Region pointing data
###

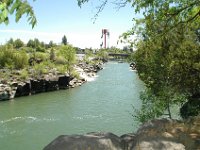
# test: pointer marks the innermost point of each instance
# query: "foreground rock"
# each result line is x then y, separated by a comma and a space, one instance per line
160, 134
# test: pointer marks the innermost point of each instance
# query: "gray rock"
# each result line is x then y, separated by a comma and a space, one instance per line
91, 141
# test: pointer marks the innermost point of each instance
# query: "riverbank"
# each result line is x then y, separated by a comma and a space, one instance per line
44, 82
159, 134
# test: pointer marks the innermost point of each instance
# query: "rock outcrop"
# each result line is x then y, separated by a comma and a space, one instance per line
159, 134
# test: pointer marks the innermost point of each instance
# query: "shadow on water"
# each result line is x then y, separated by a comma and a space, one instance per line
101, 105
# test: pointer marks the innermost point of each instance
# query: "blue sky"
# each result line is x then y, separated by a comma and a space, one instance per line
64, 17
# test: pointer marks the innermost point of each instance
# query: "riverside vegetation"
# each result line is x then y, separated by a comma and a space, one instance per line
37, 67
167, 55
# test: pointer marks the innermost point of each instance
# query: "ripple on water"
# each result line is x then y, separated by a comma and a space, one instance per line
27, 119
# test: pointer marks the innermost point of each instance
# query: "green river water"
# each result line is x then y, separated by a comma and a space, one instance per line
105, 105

###

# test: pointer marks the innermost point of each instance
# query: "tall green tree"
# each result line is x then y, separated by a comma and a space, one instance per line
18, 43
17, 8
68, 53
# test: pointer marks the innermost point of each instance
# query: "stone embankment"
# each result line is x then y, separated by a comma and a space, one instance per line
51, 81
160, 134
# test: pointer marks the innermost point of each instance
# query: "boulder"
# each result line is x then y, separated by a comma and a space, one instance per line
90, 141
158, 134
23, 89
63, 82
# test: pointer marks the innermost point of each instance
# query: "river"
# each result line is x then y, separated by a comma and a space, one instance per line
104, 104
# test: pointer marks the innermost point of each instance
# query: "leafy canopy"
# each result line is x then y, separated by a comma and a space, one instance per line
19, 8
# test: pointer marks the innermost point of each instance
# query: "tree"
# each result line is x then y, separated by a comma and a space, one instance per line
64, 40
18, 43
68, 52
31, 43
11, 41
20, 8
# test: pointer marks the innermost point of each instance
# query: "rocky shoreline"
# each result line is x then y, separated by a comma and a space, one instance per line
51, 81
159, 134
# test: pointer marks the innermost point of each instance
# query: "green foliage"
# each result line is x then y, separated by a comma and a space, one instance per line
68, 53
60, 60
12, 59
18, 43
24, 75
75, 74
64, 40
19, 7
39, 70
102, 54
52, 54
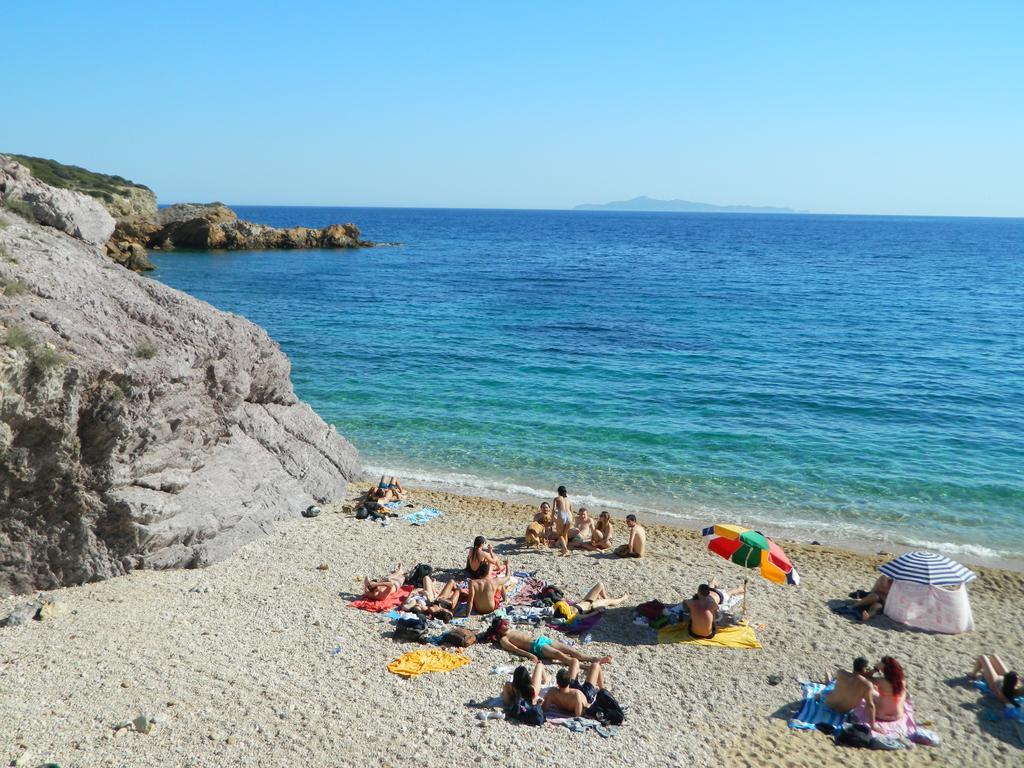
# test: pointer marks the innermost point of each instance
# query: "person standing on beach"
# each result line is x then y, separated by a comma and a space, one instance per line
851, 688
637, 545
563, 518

###

• [Task to carry out] If a line in the entries above contains the word "green", copy it.

• [Exercise output]
# query: "green river water"
# query: "tall green tree"
# query: "green foliage"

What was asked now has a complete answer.